La cascade doit faire 100m, ou plus. On ne voit pas le pied.

Il n’y a pas eu de Shi-Fu-Mi pour équiper le canyon, l’honneur revenait à Fredo qui méritait bien de jouer après avoir été cloué deux jours au lit.

« Eh, tu veux entendre une histoire drôle » me dit la voix de Fredo à la radio

« Mais t’as pas autre chose à faire que de raconter des histoires drôles toi en bas ! »

« C’est l’histoire du foret qui a rencontré du fer et qui a fondu ! » poursuivit-il. Je le vois en contrebas, il sourit fièrement, le foret à la main.

Ah merde, et Fredo pendu dans le vide !

« Ben on fait quoi ? »

« On réchappe ? » me propose-t-il

Je fais rapidement des calculs du dénivelé que nous avons effectué puis conclu :

« Non mais Fredo quand même on se le fini ce canyon après cette grande verticale il n’y aura plus que la dernière et on aura fini ! »

« Ok.» accepte-t-il rapidement «J’ai réussi à percé un trou, donc je vais mettre un goujon, et je pense que je vais trouver un arbre plus bas après. »

« Super ! Ça, ça me fait plaisir ! »

Le foret fondu

Nous passons donc à son relais sur mono-point, qui est relié plus haut à l’arbre, jusqu’à ce que le dernier (moi), retire la corde.

Le paysage est super, le temps est radieux. C’est quand même sacrément cool d’être là.

Le rappel suivant est le plus joli, 20 m entre deux parois de roches différentes : la roche rouge, ultra ferrugineuse à droite, et une roche blanche type calcaire à gauche.

La dernière « petite » cascade, celle d’Hernan, mesure 110m. Nous pensions qu’elle mesurait elle aussi 60m, comme la dernière de l’Esmeralda. Mais visiblement elles sont toutes les deux sur la même cassure. Nous envoyons Rigo se régaler à équiper la dernière avec David et son frère, tandis que Fredo et moi descendons au milieu, sous le cascade qui forme un arc-en-ciel, et rejoignons la famille assis dans le champ de goyavier. Les enfants de la finca d’à côté sont venus nous voir.

Quand je demande à la petite si la descente lui a plu, elle me réponds d’un « non » farouche.

### MATÉRIEL FOURNI
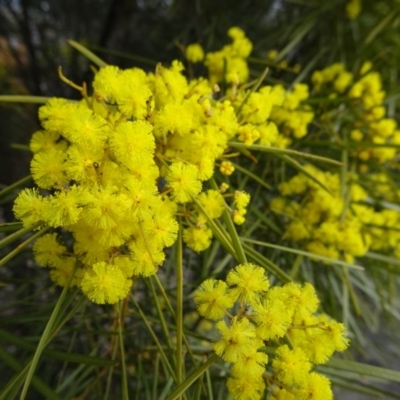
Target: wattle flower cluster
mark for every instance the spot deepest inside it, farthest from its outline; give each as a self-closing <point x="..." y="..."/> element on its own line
<point x="117" y="169"/>
<point x="321" y="221"/>
<point x="251" y="316"/>
<point x="363" y="94"/>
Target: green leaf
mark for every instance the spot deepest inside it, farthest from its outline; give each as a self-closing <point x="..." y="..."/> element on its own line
<point x="279" y="151"/>
<point x="305" y="253"/>
<point x="365" y="369"/>
<point x="57" y="355"/>
<point x="24" y="99"/>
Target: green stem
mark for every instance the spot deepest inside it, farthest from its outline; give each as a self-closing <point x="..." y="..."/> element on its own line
<point x="125" y="394"/>
<point x="193" y="377"/>
<point x="46" y="334"/>
<point x="24" y="99"/>
<point x="179" y="306"/>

### TRAVAIL DEMANDÉ
A. Selon le récit de la descente du canyon, quelle hauteur mesure la dernière cascade, celle d’Hernan ?
B. Écrivez la suite du récit de la descente du canyon, à partir de sa dernière phrase.

### RÉSULTATS OBTENUS
A. Elle mesure 110 m.

B.
« Elle est vilaine cette petite » me dit Sandra, en me surprenant d’utiliser un qualificatif pareil. « Mais la pauvre, c’est pas de sa faute, leur père est mauvais, je crois qu’il les tape et en plus ils les empêchent d’aller à l’école alors que c’est gratuit et qu’on leurs donnent à manger au moins là bas. Lui, qui n’est pas foutu de nourrir sa famille. » Ces gamins je les ai souvent vu chez Sandra, ils doivent adorer traîner avec eux et, de temps en temps, ils prétextent être chez elle alors qu’en fait ils vont à l’école clandestinement avec Santiago.

« Quand le père apprends ça on ne revoit pas les gamins pendant des jours les pauvres. »

Petit encaissement du canyon du Bongo

Alors que David et Rigo descendent le dernier rappel à deux sur la même corde, la pluie s’abat de nouveau sur notre coin de paradis, et nous courons à travers le champ de goyavier jusqu’à la finca qui n’est qu’à une « cuadra » de là (un pâté de maison). Si c’est pas trop fort de finir le canyon dans son jardin !

« On va l’appeler « Canyon du Bongo » » nous annonce Hernan alors que je savoure mon bol de café au lait en combi mouillée. J’attends mon tour à la « douche ». La douche c’est un seau d’eau dans une pièce en béton qui sert de sanitaire. C’est parfait. Il n’y a pas besoin de plus. Le seul hic c’est qu’avec nos shampoings et gel douche, on pollue l’eau de la rivière. Mais ici il n’y a que du savon en barre, je ne suis pas sûre que ça pollue tant que ça.

« Bongo » signifie un endroit avec un seul échappatoire. C’est le nom que les paysans ont donné à cet ancien accès à la mine d’or, où le seul échappatoire était notre chemin d’accès à travers la prairie. Tout le reste, ce ne sont que des parois verticales infranchissables, jusqu’à ce que nous descendions avec les cordes par le canyon.

Quand je vais à ma douche les poules sont déjà perchées dans « l’arbre » à poule, un bel et grand arbre, aux branches larges et confortables, qui sert de poulailler. Mais il en manque une, … la blanche ! Qui est-ce qui va se régaler ce soir ?!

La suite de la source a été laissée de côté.